§ Passage shown:
Grant to help fill gaps in how livestock manure management affects antibiotic resistance

Tractor and farm equipment applying manure to a farm field

Scientists at Iowa State University are studying the relationship between manure management practices, such as the application of manure to farm fields pictured here, and antibiotic resistance. Photo by Rachel Kennedy. Larger image.

AMES, Iowa – What does manure have in common with antibiotic resistance? For starters, they both stink, though in different ways. But there might be even more to the relationship than that.

Researchers at Iowa State University recently received a $1 million grant from the U.S. Department of Agriculture’s National Institute of Food and Agriculture to study how manure management systems in livestock production affect the development of bacteria capable of resisting antibiotics. The effort builds on previous research the scientists have conducted to determine how livestock production interacts with other complex factors, such as environmental processes, to contribute to antibiotic resistance.

Antibiotic resistance is the process by which disease-causing bacteria develop the ability to protect themselves against medications used to stop them. Antibiotic resistance poses a growing threat to human, animal and environmental health because the speed of resistance currently outstrips the speed with which new antibiotics are being developed, said Adina Howe, an assistant professor of agricultural and biosystems engineering and principal investigator on the grant. This trend could limit the availability of treatments for a range of maladies and infections, both in humans and animals.   

“The reason this is so important is we cannot discover new antibiotics fast enough to fill in for the medications that are losing their effectiveness,” Howe said.

The researchers’ work will fill gaps in science’s understanding of how livestock production, particularly manure management, can reduce the spread of antibiotic-resistant bacteria. The majority of antibiotics in use today are used in animal production, Howe said. Antibiotic-resistant bacteria can wind up in manure before making their way into the environment, such as when manure is applied to fields as fertilizer. The researchers aim to figure out what resistant genes are proliferating in bacteria and how widely those bacteria spread and persist in soil.

State-of-the-art biology and chemistry

To answer these questions, the research team will receive manure samples from pig farms in Iowa on which to conduct laboratory experiments. Some of the manure used in the research will come from pigs that have been exposed to antibiotics, while some samples will come from pigs that never received antibiotics. The researchers will then attempt to connect the dots between antibiotic-resistant bacteria they find in the manure and the specific antibiotics applied to the pigs involved in the experiments.

(Data extracted from a collection)
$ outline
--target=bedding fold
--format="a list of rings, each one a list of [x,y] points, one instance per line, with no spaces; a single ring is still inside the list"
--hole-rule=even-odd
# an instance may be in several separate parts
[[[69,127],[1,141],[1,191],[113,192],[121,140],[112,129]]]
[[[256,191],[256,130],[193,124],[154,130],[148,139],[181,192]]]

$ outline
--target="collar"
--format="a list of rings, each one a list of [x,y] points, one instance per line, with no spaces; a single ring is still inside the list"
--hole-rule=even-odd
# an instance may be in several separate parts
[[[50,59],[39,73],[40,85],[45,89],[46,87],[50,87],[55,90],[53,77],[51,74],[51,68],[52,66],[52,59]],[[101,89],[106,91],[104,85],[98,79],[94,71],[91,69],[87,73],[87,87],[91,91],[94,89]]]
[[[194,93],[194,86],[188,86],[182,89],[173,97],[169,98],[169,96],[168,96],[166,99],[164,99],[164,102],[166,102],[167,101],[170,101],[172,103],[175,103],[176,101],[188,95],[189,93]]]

--

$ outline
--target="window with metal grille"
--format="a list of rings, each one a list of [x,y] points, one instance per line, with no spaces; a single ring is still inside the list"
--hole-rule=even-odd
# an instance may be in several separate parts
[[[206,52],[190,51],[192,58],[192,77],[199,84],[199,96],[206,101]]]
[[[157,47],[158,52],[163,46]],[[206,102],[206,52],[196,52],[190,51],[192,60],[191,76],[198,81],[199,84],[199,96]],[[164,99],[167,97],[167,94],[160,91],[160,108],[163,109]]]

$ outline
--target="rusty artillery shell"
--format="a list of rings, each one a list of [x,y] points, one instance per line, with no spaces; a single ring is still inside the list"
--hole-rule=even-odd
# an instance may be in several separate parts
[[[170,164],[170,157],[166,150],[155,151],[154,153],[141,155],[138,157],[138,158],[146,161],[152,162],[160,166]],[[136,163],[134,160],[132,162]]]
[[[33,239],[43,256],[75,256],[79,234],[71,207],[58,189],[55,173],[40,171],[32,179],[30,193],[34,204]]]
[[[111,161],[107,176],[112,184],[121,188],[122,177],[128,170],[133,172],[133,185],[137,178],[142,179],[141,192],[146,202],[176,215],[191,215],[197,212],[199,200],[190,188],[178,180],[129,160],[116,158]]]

--

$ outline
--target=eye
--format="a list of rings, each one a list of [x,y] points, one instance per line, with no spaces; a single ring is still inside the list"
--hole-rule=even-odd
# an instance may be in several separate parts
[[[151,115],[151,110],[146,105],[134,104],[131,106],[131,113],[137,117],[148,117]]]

§ Brief 1: In the manure grant article, write out everything from "Grant to help" down to "Kennedy. Larger image.", swapping "Iowa State University" for "ISU".
§ Brief 2: According to the manure grant article, who is the principal investigator on the grant?

§ Exercise solution 1:
Grant to help fill gaps in how livestock manure management affects antibiotic resistance

Tractor and farm equipment applying manure to a farm field

Scientists at ISU are studying the relationship between manure management practices, such as the application of manure to farm fields pictured here, and antibiotic resistance. Photo by Rachel Kennedy. Larger image.

§ Exercise solution 2: Adina Howe, an assistant professor of agricultural and biosystems engineering.